▶ Exercise goal: Copy exactly the lines of the material below that run from the one containing "Look at the photo above. For each instance of the wooden" through the one containing "the boy, put". Copy no other lines.

==== Provided material

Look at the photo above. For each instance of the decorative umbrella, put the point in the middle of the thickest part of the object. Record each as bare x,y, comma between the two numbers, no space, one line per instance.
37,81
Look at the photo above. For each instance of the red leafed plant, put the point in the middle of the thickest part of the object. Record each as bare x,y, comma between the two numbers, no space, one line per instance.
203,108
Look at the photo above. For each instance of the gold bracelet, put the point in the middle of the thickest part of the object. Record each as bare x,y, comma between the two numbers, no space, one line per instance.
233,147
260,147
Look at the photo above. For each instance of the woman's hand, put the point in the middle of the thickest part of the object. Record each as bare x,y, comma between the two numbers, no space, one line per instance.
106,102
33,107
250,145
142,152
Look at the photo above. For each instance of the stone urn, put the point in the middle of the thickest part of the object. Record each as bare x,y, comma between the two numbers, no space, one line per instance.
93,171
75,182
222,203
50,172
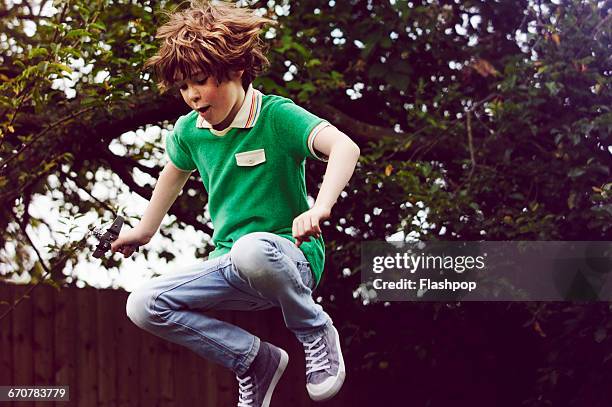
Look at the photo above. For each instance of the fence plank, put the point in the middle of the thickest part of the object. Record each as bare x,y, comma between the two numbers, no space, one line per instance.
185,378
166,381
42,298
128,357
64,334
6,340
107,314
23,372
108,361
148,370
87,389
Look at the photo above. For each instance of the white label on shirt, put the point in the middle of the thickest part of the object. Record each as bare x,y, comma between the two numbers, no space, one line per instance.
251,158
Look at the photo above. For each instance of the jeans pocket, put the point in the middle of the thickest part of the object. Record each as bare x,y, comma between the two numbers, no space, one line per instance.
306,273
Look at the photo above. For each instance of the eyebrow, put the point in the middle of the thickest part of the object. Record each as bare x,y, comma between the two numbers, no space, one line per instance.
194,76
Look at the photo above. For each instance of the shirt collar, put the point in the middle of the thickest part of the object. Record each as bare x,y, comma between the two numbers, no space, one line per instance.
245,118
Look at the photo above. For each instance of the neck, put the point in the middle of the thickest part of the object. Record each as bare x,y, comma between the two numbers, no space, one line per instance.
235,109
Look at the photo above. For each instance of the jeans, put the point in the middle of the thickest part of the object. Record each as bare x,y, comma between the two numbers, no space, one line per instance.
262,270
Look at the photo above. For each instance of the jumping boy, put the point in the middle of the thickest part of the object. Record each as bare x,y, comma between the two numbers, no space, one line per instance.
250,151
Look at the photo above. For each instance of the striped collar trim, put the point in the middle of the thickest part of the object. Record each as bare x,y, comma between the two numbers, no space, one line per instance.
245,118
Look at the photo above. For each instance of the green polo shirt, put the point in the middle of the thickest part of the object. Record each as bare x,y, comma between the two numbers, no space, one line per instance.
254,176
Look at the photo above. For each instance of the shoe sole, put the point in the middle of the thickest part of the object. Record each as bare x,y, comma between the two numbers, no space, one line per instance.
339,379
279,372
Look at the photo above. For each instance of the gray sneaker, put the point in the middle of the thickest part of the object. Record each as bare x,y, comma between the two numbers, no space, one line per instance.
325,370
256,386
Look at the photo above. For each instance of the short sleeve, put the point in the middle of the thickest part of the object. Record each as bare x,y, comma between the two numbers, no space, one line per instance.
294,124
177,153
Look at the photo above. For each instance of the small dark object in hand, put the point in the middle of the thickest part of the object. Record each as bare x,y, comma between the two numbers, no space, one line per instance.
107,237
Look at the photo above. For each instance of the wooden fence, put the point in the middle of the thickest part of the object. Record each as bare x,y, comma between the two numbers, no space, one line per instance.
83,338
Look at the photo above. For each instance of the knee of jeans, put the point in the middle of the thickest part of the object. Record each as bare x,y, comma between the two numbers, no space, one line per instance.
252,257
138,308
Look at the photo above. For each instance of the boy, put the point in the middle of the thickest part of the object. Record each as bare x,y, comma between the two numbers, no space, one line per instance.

========
==== Provided material

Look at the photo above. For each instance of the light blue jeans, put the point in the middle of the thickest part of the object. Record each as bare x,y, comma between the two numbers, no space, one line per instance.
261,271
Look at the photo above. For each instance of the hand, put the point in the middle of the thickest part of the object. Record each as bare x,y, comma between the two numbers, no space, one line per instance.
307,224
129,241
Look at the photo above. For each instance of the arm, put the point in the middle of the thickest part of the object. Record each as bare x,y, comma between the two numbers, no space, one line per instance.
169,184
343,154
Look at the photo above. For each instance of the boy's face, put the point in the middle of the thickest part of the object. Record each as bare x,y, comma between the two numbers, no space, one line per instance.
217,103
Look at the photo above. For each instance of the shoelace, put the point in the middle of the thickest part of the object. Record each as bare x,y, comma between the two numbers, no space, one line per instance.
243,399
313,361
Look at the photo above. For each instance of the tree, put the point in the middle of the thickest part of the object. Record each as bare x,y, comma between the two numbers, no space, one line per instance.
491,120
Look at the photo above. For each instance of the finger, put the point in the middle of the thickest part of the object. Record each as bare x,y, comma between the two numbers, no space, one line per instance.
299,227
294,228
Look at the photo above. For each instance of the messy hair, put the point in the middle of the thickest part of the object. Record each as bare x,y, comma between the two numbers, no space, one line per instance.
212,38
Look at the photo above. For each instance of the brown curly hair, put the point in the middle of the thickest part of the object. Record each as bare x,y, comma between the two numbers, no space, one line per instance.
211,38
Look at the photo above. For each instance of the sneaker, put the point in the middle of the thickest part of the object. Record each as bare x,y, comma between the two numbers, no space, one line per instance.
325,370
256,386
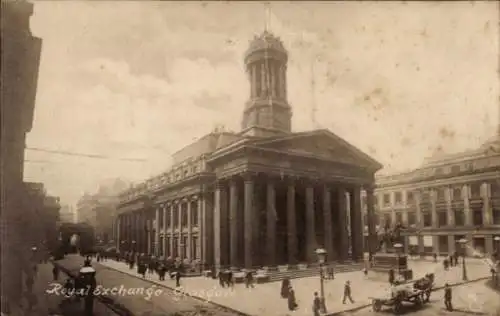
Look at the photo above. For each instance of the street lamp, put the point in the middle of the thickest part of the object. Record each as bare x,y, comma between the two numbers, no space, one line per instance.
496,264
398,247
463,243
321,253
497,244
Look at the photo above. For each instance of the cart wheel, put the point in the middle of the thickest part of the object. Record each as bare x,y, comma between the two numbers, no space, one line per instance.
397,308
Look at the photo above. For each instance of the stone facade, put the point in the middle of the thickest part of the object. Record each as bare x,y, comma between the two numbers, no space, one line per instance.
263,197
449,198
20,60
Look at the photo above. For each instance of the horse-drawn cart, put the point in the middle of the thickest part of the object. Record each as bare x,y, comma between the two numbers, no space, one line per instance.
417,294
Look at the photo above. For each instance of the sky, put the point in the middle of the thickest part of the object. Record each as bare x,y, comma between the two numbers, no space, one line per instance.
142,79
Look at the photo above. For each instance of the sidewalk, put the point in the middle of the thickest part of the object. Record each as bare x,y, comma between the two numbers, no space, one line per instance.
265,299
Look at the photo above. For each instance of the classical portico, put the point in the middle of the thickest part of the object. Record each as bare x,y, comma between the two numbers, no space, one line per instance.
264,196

========
==== Provided material

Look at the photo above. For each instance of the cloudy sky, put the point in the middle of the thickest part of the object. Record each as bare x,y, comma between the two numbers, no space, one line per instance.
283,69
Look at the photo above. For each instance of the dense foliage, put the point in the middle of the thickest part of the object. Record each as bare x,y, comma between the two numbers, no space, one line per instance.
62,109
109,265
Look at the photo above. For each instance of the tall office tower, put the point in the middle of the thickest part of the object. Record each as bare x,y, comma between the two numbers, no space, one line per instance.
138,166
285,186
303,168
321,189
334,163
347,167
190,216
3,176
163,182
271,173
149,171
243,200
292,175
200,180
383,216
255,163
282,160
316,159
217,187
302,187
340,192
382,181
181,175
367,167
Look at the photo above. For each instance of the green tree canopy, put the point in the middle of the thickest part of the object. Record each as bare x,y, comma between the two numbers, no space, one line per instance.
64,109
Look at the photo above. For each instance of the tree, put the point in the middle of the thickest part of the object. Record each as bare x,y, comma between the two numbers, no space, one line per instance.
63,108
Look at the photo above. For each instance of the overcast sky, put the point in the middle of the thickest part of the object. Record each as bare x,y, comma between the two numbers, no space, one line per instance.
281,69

========

▶ Written solution:
Look at the photo above. For each instance of the wooden fence, put the point in the middle of the thickest part of the object. Record each as bare x,y, comma between the two numbers, no space, one line per instance.
83,338
Look at the photo above. For each instance of the knee of jeans, put the point in the middle of the thickest part of the object. Record each as bare x,y, comma between the two numbers, no space, one line per instance.
252,257
138,308
Look at the photo above. For each instance of the boy, put the point in the middle of the thickest part of the object. Record each as bare x,y, comma between the two numbers, no space, one line per instance.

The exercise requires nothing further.